— Begin Input data —

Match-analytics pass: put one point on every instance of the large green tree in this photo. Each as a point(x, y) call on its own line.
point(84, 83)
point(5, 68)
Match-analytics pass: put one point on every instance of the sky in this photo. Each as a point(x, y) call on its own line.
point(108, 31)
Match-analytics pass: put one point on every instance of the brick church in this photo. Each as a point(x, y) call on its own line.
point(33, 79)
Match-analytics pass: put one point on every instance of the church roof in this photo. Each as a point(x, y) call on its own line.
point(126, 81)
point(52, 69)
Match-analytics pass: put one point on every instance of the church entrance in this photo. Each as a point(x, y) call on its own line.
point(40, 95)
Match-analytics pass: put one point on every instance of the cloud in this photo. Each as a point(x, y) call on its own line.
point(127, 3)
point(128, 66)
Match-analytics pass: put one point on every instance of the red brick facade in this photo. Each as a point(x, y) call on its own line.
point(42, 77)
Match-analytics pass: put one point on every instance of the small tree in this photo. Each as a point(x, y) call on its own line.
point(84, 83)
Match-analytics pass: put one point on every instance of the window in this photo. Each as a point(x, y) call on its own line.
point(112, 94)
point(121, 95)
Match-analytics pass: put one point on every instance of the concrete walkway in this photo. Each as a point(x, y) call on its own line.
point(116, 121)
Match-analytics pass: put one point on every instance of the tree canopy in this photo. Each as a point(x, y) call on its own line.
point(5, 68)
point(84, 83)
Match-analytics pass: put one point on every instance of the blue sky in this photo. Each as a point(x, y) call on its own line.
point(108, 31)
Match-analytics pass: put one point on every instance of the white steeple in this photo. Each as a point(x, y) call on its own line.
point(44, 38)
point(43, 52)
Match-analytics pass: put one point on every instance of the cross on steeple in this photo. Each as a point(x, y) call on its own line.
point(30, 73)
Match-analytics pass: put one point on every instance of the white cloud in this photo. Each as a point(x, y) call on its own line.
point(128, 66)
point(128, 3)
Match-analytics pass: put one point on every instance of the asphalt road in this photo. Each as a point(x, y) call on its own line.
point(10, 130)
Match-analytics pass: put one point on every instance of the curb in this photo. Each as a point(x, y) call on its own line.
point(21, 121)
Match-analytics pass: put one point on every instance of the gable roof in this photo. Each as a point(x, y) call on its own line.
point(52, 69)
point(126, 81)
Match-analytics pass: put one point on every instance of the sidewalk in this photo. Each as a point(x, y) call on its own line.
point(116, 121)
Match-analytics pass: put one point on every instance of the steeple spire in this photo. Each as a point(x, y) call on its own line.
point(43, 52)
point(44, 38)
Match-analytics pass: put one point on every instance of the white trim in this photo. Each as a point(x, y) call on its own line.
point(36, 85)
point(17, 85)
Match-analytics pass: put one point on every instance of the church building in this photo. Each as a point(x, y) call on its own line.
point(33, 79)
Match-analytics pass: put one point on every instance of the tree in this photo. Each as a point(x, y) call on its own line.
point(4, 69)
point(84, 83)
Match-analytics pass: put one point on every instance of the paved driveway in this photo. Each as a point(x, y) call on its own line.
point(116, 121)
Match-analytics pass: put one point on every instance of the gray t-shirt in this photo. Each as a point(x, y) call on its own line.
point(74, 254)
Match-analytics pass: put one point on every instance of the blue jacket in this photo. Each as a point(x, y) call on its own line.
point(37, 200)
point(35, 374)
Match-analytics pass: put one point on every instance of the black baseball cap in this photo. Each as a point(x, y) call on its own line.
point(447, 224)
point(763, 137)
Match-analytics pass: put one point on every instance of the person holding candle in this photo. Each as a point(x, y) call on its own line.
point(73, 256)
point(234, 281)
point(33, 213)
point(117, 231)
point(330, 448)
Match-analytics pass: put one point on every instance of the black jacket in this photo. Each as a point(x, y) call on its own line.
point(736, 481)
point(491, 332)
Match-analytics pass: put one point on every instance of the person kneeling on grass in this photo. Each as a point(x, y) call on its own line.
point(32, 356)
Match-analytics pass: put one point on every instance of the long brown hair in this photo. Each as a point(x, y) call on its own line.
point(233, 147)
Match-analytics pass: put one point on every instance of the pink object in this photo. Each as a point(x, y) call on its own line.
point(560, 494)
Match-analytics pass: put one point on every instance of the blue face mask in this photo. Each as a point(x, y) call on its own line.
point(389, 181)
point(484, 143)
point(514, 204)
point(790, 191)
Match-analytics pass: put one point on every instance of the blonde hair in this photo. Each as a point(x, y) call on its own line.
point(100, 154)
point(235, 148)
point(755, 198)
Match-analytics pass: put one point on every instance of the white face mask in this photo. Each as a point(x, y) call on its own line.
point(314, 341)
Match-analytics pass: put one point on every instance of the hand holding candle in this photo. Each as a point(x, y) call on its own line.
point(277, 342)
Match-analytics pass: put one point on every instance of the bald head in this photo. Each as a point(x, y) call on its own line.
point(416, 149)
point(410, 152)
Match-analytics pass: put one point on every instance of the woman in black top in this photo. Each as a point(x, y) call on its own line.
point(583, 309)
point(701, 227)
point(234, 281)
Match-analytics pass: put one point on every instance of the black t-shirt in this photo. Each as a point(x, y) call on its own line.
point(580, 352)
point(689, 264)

— End Input data —

### Stated problem
Please render every line of the entries above as a JSON list of strings, one string per line, leaving out any blank lines.

### Response to the exercise
[
  "Match-analytics pass: put one point on every instance of the large green tree in this photo. Each as a point(x, y) call on its own line.",
  "point(84, 83)",
  "point(5, 68)",
  "Match-analytics pass: put one point on every instance of the sky in this photo. Each as a point(x, y) call on its own line.",
  "point(108, 31)",
  "Match-analytics pass: put one point on every instance of the brick church in this photo. Each as a point(x, y) call on its own line.",
  "point(33, 79)",
  "Match-analytics pass: put one point on every instance of the church roof in this photo. Each as a point(x, y) call on its own line.",
  "point(126, 81)",
  "point(52, 69)",
  "Match-analytics pass: put one point on every instance of the church entrance in this photo. Each as a point(x, y) call on its own line.",
  "point(40, 95)",
  "Match-analytics pass: put one point on every instance of the cloud in this photo. Each as a point(x, y) call on its own line.",
  "point(127, 3)",
  "point(128, 66)",
  "Match-analytics pass: put one point on every instance of the red brick facade in this photo. Each as a point(x, y) call on its own line.",
  "point(42, 77)",
  "Match-analytics pass: put one point on every instance of the small tree in this photo. Each as a point(x, y) call on its own line.",
  "point(84, 83)",
  "Match-analytics pass: put one point on every instance of the window in this photo. Each as a point(x, y) call on its own line.",
  "point(112, 94)",
  "point(121, 95)",
  "Match-analytics pass: put one point on every instance of the concrete walkway in this photo. Each as a point(x, y) call on its own line.",
  "point(116, 121)",
  "Match-analytics pass: put one point on every instance of the tree canopy in this photo. Each as a point(x, y) call on its own line.",
  "point(5, 68)",
  "point(84, 83)",
  "Match-analytics pass: put one point on every instance of the blue sky in this photo. Each as a point(x, y) call on its own line.",
  "point(108, 31)",
  "Match-analytics pass: put one point on every instance of the white steeple in this photo. Each as a point(x, y) call on its own line.",
  "point(44, 38)",
  "point(43, 52)",
  "Match-analytics pass: put one point on every instance of the cross on steeple in this photo. Each as a point(x, y) call on its own line.",
  "point(30, 73)",
  "Match-analytics pass: put one point on every instance of the white cloud in this photo. Each as a point(x, y) call on its own line.",
  "point(128, 66)",
  "point(128, 3)",
  "Match-analytics pass: put one point on every instance of the asphalt road in this photo. Each as a point(x, y) call on its own line.",
  "point(10, 130)",
  "Match-analytics pass: put one point on every instance of the curb in this photo. Each as a point(x, y) call on its own line.",
  "point(21, 121)",
  "Match-analytics pass: put one point on every instance of the gable roof in this photo. Each as a point(x, y) call on its own line.",
  "point(52, 69)",
  "point(126, 81)",
  "Match-analytics pass: put one point on every instance of the sidewalk in this photo. Each as a point(x, y) call on its own line.",
  "point(116, 121)",
  "Match-analytics pass: put one point on every instance of the steeple spire in this photo. Each as a point(x, y) call on its own line.",
  "point(43, 52)",
  "point(44, 38)",
  "Match-analytics pass: put one point on every instance of the white trim in this photo. Each as a point(x, y) call on its own line.",
  "point(36, 85)",
  "point(17, 85)",
  "Match-analytics pass: put one point on every instance of the church building in this photo. Each as a point(x, y) call on its own line.",
  "point(33, 79)",
  "Match-analytics pass: put one point on every instance of the tree in this photo. Each as a point(x, y) call on its own line.",
  "point(4, 69)",
  "point(84, 83)",
  "Match-analytics pass: put one point on every instance of the paved driveway in this photo. Each as a point(x, y) call on its own line.",
  "point(116, 121)",
  "Match-analytics pass: put one point on every instance of the gray t-shirt in this photo. Each as a point(x, y) call on its own line.",
  "point(74, 254)",
  "Match-analytics pass: put one point on every instance of the blue jacket in this photo. Each as a point(x, y) call on its own line.",
  "point(37, 200)",
  "point(35, 374)",
  "Match-analytics pass: put one point on every instance of the black baseball cap in this photo. Each as a point(x, y) call on its own line.",
  "point(447, 224)",
  "point(763, 137)",
  "Match-analytics pass: put one point on every instance of the person holding candle in this photo. Each as a point(x, y) call on its own line.",
  "point(73, 256)",
  "point(234, 281)",
  "point(33, 213)",
  "point(117, 231)",
  "point(330, 448)",
  "Match-analytics pass: put one point on every instance of the black jacket in this photo. Each as a point(x, y) call on its own line.",
  "point(736, 481)",
  "point(491, 332)",
  "Match-analytics pass: put one point on every instance of the person kneeling on grass in this photo. Each as a point(x, y) call on its own line.",
  "point(32, 356)",
  "Match-analytics pass: put one point on every instance of the long brown hair in this photo. Each as a point(x, y) call on its own line.",
  "point(233, 147)",
  "Match-analytics pass: put one point on every instance of the pink object in this photo. Each as a point(x, y) call on its own line.",
  "point(560, 494)",
  "Match-analytics pass: put one point on every instance of the blue face mask in this photo. Each as a point(x, y) call on its own line.",
  "point(389, 181)",
  "point(484, 143)",
  "point(514, 204)",
  "point(790, 191)",
  "Match-analytics pass: put one point on every instance of the blonde hair in this photo. Each as a point(x, y) call on its own line.",
  "point(100, 154)",
  "point(235, 148)",
  "point(755, 198)",
  "Match-analytics pass: put one point on every instance of the white face mask in this photo. Each as a point(x, y) call on its own line.",
  "point(314, 341)",
  "Match-analytics pass: put one point on every instance of the hand holding candle in this photo. Each as a point(x, y) call on its own line.",
  "point(277, 342)",
  "Match-analytics pass: put one point on every instance of the bald head in this photo. Each as a point(x, y) call on its own line.",
  "point(416, 149)",
  "point(410, 152)",
  "Match-analytics pass: put one point on every instance of the woman in black top in this photo. Each as a point(x, y) call on its own line.",
  "point(583, 309)",
  "point(701, 227)",
  "point(234, 281)",
  "Match-analytics pass: put one point on every instance of the black t-shirt in this photo. Each as a point(x, y) call on its own line.",
  "point(580, 352)",
  "point(689, 264)"
]